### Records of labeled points
____

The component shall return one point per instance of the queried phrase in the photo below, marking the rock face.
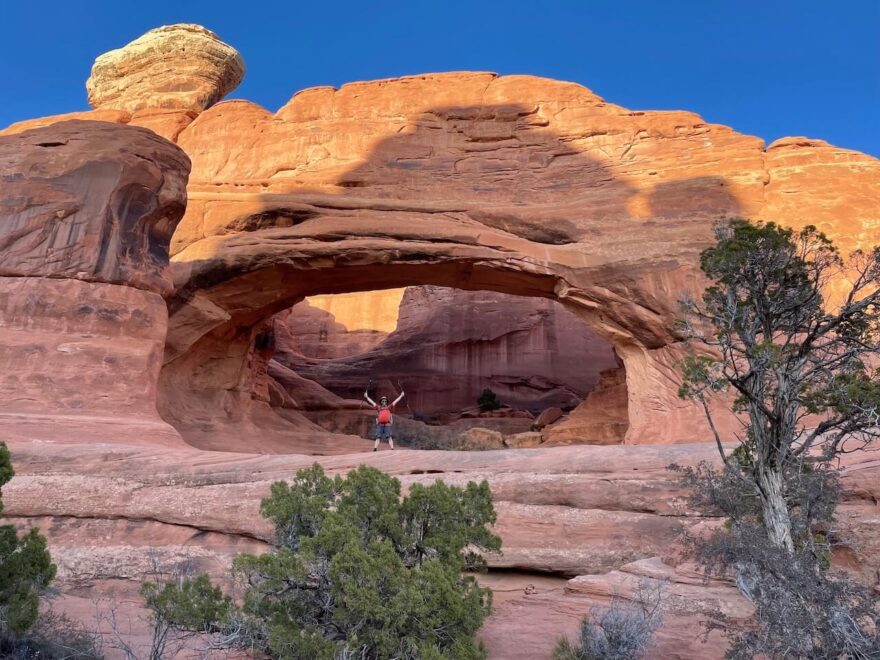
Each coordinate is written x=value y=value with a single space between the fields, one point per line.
x=330 y=327
x=605 y=517
x=90 y=201
x=175 y=67
x=515 y=184
x=88 y=210
x=450 y=344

____

### TO DO
Output the lines above as a Markdown table with the columns Row and Line, one numbered row per line, skipping any blank lines. Leave the pictures out.

### RESULT OF THIS TASK
| Row | Line |
|---|---|
| 1 | The component shall return one point per instance of the queried phrase in the photo below, marking the rock face. |
| 2 | Each coordinate is written x=value y=value with a single space between the fields, one point per line. |
| 3 | x=330 y=327 |
| 4 | x=605 y=517 |
| 5 | x=90 y=201 |
| 6 | x=175 y=67 |
| 7 | x=515 y=184 |
| 8 | x=88 y=210 |
| 9 | x=450 y=344 |